--- start of Data listing ---
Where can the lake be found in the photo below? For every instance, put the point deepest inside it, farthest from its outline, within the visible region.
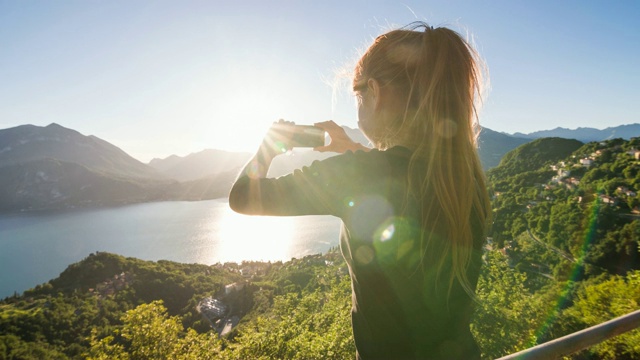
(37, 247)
--- end of Data listing ---
--- start of Data listing ---
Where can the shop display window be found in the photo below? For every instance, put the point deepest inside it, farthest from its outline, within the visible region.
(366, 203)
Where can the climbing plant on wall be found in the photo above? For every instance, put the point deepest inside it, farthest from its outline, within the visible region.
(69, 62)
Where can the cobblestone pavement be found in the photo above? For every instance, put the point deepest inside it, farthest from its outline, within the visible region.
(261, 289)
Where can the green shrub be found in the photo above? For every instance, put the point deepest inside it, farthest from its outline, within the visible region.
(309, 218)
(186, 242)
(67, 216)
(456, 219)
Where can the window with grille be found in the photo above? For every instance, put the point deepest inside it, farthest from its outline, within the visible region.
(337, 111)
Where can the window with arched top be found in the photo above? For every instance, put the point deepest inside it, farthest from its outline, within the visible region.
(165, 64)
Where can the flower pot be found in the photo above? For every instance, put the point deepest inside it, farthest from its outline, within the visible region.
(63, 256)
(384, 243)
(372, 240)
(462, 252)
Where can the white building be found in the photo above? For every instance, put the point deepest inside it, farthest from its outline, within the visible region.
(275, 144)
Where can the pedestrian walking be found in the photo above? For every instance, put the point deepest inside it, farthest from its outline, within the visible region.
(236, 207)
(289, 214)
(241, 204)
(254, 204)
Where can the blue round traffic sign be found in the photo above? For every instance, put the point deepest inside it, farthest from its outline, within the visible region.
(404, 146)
--- end of Data listing ---
• What is expected
Please pull out every line above that contains the string "inside". Case counts.

• Completed exercise
Where can the lake be found in the photo below? For every instance, put the point deepest inside it, farthest from its outline, within the visible region.
Where can the shop display window be found in the photo below? For every instance, put the point deepest inside it, farthest from its outline, within the visible region.
Where can the climbing plant on wall be found in the photo above? For every instance, put the point deepest inside it, farthest from its outline, within the visible region.
Where can the cobblestone pavement be found in the photo above? For every instance, put the point deepest inside it, farthest from its outline, within the visible region.
Where can the green shrub be found in the photo above? For every instance, put the point deepest inside it, farthest from its outline, within the visible region.
Where can the window with grille be found in the photo above? For every instance, put the point deepest inside it, farthest from its outline, within the visible region.
Where can the window with arched top be found in the photo above? For every instance, put the point deepest inside it, farthest from its outline, within the visible region.
Where can the flower pot be found in the photo above? For every instance, put the point deepest inside it, farthest from its outline, within the visible region.
Where can the white building be found in the photo above? For every instance, put the point deepest inside it, farthest from its outline, within the visible region.
Where can the pedestrian walking be found in the photo above? For every instance, put the point deepest inside it, farthest from its outline, within the visible region.
Where can the blue round traffic sign be found in the photo above? For every instance, put the point deepest inside it, farthest from its outline, within the visible region.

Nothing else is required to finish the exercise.